== Exercise description ==
Give back, unchanged, each line from the one containing "Mark a point on each instance of the wooden cabinet" through the last line of the entries below.

== Records for this exercise ==

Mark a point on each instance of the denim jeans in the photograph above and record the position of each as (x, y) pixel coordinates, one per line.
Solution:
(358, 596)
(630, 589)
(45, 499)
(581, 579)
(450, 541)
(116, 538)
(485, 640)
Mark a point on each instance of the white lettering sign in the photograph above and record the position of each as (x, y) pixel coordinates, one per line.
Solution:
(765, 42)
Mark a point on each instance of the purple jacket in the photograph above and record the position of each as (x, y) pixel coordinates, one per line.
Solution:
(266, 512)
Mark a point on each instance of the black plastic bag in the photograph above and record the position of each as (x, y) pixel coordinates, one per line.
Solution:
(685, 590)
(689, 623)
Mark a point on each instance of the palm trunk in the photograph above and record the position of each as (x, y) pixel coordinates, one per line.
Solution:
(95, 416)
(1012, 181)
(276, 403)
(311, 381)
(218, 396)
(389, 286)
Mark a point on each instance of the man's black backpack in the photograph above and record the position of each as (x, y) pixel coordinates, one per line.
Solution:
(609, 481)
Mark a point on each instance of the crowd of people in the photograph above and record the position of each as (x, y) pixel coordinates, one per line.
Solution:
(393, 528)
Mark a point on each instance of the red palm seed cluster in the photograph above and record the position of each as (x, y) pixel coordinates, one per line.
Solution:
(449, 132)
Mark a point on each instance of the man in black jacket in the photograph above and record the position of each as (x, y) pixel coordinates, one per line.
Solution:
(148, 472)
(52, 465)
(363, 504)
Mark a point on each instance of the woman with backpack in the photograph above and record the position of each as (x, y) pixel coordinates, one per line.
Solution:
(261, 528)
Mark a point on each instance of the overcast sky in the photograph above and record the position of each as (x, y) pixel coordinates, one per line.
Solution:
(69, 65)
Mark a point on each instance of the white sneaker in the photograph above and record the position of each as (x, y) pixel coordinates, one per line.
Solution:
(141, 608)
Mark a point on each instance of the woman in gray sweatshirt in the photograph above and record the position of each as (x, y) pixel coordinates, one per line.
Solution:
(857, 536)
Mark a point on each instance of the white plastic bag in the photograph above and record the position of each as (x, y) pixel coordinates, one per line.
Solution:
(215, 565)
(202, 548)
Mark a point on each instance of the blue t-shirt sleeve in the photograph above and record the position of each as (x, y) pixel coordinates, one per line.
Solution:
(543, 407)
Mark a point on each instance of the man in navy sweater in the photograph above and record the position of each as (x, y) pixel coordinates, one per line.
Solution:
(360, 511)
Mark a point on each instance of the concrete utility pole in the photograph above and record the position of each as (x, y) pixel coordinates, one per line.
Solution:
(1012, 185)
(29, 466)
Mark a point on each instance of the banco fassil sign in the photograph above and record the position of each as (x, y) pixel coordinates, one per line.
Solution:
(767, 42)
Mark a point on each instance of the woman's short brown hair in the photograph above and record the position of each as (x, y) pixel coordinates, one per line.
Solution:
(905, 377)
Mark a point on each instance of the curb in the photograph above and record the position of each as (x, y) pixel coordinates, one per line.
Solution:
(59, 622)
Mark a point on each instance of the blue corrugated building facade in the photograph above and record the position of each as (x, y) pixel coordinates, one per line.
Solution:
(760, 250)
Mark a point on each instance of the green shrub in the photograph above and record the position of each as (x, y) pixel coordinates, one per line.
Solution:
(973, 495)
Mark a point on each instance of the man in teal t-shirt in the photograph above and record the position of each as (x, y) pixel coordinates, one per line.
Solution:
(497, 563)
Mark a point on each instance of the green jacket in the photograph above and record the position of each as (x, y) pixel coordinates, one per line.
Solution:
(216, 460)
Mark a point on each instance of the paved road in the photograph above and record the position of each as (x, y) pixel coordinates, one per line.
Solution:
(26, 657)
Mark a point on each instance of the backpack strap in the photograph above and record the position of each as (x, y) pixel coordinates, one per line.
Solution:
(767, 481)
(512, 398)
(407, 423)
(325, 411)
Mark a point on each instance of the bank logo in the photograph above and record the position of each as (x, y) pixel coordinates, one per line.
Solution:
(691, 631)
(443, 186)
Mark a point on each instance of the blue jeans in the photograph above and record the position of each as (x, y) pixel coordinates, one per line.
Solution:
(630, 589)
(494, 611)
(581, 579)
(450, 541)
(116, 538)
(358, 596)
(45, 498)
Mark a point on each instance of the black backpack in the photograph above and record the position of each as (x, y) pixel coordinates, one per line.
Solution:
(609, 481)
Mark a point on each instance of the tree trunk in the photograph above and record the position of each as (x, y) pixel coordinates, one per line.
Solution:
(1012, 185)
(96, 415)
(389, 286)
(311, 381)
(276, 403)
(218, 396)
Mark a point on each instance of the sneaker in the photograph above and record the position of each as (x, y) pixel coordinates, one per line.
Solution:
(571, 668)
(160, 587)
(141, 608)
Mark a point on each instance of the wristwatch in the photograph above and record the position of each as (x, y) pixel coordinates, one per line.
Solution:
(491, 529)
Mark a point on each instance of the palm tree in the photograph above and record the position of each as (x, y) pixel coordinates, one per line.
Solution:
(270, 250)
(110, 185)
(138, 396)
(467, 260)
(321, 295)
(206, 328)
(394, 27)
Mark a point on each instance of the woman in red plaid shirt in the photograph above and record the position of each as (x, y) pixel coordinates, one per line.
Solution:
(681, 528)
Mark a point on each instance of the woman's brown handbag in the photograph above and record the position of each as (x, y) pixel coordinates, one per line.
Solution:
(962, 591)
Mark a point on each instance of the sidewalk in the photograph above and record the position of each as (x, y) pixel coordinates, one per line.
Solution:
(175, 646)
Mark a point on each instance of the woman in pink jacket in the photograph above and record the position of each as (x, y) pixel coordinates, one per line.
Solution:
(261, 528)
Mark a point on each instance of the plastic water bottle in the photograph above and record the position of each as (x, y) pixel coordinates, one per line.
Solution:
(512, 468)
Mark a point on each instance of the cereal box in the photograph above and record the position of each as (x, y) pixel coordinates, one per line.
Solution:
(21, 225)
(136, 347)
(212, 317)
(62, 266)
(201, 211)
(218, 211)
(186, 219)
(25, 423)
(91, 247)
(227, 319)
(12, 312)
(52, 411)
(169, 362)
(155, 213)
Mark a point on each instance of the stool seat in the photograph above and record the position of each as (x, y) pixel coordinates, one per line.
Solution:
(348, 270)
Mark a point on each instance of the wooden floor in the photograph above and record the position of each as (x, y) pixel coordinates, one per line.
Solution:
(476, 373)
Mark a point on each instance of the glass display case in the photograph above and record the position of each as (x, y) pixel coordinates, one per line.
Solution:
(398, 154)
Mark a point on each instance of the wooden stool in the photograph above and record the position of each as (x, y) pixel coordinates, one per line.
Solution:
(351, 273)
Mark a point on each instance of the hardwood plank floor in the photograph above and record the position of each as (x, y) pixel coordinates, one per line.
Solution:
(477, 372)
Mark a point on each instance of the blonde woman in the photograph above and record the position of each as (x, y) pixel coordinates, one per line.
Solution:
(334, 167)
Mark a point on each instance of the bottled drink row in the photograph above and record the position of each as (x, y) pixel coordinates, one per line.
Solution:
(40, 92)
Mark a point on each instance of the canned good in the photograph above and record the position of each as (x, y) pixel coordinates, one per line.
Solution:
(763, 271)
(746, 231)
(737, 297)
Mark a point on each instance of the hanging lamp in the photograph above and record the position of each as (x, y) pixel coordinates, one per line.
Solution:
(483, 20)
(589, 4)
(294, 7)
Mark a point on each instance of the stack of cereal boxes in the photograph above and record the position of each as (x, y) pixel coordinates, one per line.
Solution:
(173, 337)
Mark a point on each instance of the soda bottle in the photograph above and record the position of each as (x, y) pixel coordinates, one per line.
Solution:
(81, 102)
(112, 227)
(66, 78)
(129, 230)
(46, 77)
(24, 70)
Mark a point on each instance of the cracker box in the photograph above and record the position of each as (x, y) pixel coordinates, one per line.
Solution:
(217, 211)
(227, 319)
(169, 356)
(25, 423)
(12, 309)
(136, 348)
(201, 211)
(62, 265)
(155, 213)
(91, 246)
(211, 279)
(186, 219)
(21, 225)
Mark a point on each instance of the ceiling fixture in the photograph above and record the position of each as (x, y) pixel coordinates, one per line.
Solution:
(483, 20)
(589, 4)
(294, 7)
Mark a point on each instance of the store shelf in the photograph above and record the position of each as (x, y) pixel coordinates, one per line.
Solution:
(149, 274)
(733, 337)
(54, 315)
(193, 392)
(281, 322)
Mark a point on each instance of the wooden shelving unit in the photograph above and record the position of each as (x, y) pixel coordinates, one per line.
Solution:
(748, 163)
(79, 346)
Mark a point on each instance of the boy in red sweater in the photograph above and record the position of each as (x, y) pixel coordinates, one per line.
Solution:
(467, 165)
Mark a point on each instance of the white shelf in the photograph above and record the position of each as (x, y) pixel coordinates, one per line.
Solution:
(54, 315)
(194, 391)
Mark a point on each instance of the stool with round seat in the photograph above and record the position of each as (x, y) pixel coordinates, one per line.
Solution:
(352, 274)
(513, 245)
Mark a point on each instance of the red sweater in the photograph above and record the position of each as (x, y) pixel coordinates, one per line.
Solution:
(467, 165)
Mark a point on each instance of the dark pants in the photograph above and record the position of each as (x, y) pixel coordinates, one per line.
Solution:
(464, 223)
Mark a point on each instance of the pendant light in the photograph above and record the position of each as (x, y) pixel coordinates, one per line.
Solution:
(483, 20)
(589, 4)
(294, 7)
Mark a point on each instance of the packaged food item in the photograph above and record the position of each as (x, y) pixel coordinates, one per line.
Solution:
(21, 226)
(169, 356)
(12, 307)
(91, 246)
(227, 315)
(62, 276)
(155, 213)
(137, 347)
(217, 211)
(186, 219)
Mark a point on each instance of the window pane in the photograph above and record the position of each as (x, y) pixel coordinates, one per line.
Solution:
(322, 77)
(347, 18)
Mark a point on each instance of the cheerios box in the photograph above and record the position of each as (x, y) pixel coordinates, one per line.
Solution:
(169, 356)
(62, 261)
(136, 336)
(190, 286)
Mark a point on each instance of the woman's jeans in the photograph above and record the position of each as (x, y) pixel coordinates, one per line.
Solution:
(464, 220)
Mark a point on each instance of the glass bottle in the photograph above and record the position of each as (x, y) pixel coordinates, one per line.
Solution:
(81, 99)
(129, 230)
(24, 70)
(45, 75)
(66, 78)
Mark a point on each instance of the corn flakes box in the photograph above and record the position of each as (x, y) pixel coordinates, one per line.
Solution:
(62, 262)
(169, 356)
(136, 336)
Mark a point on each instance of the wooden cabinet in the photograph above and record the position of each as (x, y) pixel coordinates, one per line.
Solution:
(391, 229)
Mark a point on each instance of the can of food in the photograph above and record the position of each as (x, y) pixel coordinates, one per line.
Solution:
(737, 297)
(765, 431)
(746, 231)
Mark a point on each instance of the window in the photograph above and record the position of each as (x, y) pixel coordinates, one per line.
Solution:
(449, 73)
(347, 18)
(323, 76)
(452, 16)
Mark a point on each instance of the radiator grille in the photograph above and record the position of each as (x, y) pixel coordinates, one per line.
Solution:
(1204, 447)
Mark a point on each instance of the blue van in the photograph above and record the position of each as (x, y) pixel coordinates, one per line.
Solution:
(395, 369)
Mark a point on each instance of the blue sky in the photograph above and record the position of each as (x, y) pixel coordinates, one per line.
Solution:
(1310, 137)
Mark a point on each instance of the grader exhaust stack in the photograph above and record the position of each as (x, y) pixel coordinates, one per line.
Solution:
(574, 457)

===

== Solution ==
Mark a point on each instance of the wooden cabinet in the photograph above and record the position of each as (x, y) pixel coordinates, one per line.
Solution:
(391, 229)
Mark a point on each instance of the can of food in the photograph above and record the position of each as (x, y) pixel coordinates, one per line.
Solution:
(737, 297)
(765, 431)
(746, 231)
Mark a point on each instance of the window in the photograph above and record the position of each as (x, y) pixel coordinates, one per line.
Solution:
(449, 73)
(347, 18)
(323, 76)
(452, 16)
Mark a point on each instance of the radiator grille in the photograph above and record the position of each as (x, y) pixel coordinates, one per line.
Solution:
(1204, 447)
Mark a point on each instance of the blue van in the photograph above and record the position of each as (x, y) pixel coordinates, one per line.
Solution:
(395, 369)
Mark a point on each instance of the blue sky in the photograph above and record the position of each as (x, y) pixel coordinates, one per line.
Solution:
(1310, 137)
Mark a point on each instance of the grader exhaust stack in the photograph above and record the position of each as (x, y) pixel coordinates, one per line.
Solution:
(574, 457)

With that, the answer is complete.